* [ENUNCIADO DEL EJERCICIO] Prosigue el texto sobre la presunción de inocencia que aparece a continuación, empezando justo después de su última oración.

* [EXTRACTO DEL DOCUMENTO]
=======
Diariamente participamos como espectadores impasibles de un proceso de inversión de valores constitucionales, de absoluto desprecio por el derecho fundamental a la presunción de inocencia. El inculpado es culpable y al juez de instrucción se le exige que se comporte como un agente ejemplificador. Algún dirigente político ha llegado a verbalizar contundentemente la conveniencia de este comportamiento. Parece no existir espacio racional para la inocencia. El juicio oral es un horizonte lejano, en muchas ocasiones demasiado lejano, y disfuncional. ¿Por qué debe esperarse a que un tribunal en condiciones contradictorias y con plenitud de garantías para la defensa decida que alguien es culpable si todos sabemos y hemos comprobado (lo hemos visto y leído) que lo es desde hace muchos meses?
=======
[Filas de datos de anotación de recuadros]

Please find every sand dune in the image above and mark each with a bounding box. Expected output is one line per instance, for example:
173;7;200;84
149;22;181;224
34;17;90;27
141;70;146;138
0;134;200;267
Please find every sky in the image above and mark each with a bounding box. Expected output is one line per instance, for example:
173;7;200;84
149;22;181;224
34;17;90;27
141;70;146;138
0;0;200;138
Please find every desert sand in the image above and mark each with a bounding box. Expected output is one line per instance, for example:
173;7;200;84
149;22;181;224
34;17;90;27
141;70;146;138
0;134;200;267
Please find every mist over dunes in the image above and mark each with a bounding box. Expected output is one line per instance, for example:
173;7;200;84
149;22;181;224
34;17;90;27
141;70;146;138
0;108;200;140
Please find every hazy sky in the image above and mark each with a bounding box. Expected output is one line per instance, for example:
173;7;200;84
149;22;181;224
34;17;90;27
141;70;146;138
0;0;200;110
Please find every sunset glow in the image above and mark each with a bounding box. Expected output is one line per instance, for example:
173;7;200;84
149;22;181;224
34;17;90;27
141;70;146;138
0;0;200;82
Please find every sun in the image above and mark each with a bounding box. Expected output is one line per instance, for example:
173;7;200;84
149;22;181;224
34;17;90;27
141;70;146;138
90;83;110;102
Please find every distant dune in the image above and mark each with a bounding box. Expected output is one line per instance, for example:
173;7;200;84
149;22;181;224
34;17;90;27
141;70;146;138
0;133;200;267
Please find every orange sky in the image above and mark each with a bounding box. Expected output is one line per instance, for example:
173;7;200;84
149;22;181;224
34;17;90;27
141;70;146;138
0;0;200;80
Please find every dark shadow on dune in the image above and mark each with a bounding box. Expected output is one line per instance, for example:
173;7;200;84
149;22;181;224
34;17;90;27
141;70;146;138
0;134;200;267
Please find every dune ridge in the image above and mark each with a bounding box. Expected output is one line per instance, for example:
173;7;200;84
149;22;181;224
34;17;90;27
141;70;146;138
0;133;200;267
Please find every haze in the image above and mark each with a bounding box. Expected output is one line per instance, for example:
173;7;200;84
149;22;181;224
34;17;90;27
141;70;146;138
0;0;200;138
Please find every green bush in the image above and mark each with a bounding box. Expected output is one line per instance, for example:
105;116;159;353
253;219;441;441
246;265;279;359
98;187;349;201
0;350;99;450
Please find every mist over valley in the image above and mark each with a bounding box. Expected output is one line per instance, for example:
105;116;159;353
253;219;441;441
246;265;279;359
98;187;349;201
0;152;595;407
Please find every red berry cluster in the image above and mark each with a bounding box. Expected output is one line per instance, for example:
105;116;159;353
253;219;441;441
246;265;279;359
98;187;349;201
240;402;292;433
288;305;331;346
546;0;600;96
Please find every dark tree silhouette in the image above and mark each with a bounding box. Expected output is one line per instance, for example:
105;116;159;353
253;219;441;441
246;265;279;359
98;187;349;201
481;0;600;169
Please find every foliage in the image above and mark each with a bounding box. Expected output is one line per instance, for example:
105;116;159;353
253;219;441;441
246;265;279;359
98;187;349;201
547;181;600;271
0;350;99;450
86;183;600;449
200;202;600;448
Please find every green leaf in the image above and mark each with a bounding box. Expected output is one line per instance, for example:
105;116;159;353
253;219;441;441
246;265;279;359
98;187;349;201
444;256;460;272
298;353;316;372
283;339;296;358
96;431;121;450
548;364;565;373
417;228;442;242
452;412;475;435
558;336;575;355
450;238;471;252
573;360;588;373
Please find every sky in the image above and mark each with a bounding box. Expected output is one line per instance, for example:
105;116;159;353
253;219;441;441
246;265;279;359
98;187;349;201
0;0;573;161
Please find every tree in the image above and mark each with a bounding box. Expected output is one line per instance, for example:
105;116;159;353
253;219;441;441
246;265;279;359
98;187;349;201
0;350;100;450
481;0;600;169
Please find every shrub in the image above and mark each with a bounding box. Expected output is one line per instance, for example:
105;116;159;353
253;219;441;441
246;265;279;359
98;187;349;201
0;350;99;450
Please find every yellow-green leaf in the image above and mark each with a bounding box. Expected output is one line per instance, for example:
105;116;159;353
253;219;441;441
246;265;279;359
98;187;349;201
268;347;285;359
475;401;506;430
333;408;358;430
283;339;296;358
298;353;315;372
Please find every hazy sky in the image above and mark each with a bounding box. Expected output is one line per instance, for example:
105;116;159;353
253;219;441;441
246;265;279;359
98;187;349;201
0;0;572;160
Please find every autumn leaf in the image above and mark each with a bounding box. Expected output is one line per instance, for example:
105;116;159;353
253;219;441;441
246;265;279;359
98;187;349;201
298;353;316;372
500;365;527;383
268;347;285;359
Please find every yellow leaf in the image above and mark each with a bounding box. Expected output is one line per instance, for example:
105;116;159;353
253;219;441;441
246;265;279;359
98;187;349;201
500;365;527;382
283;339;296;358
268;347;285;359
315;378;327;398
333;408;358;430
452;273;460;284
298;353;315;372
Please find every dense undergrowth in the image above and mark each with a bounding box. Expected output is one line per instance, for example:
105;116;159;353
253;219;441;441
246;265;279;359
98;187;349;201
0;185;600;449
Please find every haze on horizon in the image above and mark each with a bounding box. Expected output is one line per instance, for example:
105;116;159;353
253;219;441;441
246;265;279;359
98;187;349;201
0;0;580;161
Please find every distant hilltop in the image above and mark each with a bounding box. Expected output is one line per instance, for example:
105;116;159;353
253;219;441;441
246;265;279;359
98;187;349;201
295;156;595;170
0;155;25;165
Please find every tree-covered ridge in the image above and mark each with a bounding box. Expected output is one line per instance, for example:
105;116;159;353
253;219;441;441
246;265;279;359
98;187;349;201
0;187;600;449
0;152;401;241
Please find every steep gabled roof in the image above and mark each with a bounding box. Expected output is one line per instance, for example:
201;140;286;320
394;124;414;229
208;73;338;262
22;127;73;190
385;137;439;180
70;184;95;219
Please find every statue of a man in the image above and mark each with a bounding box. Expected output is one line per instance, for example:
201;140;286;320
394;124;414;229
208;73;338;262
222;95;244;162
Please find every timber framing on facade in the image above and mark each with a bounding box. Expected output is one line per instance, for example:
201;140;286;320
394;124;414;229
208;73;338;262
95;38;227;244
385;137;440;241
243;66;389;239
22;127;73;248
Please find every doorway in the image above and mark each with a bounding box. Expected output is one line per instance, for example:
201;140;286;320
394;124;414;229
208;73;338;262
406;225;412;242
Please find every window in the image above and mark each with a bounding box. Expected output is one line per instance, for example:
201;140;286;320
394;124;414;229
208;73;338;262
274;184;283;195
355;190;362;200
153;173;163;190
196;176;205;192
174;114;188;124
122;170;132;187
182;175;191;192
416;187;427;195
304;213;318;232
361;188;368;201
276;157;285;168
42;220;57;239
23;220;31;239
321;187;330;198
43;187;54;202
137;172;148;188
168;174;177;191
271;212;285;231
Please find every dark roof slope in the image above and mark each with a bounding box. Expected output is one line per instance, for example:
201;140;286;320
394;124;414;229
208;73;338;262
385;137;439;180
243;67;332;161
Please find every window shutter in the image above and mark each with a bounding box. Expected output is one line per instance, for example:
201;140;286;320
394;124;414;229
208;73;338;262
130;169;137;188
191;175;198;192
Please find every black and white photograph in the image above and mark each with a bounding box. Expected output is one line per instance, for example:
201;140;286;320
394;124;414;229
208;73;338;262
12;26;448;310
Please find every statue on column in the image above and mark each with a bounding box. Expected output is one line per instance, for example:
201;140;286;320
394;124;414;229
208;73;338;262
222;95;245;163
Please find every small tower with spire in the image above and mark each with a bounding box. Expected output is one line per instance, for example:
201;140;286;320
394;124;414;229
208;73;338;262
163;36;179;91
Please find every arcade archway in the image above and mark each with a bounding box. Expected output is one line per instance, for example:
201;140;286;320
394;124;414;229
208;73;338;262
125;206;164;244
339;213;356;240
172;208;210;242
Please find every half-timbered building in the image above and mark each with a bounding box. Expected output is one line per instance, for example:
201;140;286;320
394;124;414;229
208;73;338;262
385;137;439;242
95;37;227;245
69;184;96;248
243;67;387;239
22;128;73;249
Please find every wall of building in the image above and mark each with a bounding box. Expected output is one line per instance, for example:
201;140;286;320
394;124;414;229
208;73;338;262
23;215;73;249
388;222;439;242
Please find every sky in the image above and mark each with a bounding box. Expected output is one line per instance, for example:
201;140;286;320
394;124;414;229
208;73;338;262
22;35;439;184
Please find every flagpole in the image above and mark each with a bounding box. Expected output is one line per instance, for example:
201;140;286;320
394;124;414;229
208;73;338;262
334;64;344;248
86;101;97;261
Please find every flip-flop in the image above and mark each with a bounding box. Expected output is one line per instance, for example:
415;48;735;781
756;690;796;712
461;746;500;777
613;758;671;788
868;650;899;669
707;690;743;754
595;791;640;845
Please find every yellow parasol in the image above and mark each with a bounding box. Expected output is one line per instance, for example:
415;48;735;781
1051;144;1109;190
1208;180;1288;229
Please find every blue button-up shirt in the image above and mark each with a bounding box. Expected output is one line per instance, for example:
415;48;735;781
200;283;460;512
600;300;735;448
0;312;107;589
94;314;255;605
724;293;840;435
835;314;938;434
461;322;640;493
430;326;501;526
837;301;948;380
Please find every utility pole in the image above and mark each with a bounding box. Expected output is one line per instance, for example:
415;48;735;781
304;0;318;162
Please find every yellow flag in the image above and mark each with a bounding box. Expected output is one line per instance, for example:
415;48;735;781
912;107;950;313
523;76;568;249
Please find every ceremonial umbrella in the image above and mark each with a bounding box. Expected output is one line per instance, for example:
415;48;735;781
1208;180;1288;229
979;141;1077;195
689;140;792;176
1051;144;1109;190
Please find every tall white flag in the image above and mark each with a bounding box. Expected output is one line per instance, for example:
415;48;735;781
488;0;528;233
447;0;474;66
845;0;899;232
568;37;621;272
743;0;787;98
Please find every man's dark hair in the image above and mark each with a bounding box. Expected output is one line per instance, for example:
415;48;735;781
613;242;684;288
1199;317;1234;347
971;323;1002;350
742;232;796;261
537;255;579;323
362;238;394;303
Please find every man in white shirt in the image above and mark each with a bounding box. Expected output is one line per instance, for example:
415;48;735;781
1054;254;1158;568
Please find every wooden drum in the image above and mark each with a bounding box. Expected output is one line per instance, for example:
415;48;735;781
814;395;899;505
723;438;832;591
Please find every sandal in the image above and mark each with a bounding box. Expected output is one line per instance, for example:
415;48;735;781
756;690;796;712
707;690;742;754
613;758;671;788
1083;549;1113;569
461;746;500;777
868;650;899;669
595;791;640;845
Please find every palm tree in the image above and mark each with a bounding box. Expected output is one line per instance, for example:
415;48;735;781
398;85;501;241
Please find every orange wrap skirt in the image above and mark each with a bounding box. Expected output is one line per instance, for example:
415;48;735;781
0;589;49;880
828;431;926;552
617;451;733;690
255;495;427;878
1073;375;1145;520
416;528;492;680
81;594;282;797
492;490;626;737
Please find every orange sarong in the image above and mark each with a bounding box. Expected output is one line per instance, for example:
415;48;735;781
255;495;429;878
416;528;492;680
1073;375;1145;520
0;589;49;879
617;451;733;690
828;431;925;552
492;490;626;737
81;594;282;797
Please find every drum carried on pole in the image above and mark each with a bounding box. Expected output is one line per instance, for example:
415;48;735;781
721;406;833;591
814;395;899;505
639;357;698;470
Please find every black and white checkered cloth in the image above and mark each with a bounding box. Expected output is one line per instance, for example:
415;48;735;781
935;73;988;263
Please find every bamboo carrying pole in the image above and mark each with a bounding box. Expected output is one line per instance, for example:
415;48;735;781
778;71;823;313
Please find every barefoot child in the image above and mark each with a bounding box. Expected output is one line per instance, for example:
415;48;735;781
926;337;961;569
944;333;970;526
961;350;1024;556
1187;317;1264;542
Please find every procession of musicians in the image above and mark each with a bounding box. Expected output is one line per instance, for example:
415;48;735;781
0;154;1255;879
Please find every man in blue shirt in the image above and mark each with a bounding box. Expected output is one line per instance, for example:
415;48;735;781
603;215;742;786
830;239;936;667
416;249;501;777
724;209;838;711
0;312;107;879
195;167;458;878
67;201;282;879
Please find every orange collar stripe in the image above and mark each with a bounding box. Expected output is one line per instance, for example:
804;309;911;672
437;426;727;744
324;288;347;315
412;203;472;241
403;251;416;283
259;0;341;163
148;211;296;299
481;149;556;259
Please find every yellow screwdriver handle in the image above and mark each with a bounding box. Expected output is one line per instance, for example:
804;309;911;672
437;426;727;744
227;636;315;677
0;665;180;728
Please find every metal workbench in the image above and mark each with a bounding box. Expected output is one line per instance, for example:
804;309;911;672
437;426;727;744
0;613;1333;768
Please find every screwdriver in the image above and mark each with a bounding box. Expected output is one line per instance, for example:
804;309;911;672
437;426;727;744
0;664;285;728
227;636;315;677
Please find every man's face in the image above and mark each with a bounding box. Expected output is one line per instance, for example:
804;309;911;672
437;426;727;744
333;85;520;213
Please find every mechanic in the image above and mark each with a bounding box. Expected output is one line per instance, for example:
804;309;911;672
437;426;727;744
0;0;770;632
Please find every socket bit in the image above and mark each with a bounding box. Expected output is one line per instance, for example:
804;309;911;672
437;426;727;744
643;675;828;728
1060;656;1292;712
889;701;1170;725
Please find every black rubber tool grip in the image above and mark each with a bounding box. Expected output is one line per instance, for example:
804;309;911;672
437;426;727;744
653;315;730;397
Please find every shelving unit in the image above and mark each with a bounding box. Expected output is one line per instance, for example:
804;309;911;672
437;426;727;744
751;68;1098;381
=======
* [RESPUESTA AL PROBLEMA]
Convertir la fase previa del proceso penal en una suerte de casa de cristal no es un valor democrático ni una garantía de transparencia de la justicia. Es, llanamente, una inversión gravísima de nuestro sistema de valores. La mayoría de los países de nuestro entorno -con el respaldo explícito de una consolidada jurisprudencia del Tribunal Europeo de Derechos Humanos- ha previsto rigurosas reglas que limitan la interferencia mediática en el proceso instructorio cuando se pone en intenso peligro la presunción de inocencia, castigando, incluso penalmente, a aquellos agentes públicos y privados que las desconocen. Y lo han hecho, precisamente, para garantizar los valores que deben regir en una sociedad democrática avanzada. Confiar en que un tribunal independiente e imparcial, después de un proceso justo y equitativo, es el único que tiene la legitimidad para privar a un ciudadano de su libertad era el sueño de Beccaria, y lo fue también de los revolucionarios que a ambos lados del Atlántico reaccionaron contra "la justicia del Rey". Es triste que siga siendo un sueño más de dos siglos después.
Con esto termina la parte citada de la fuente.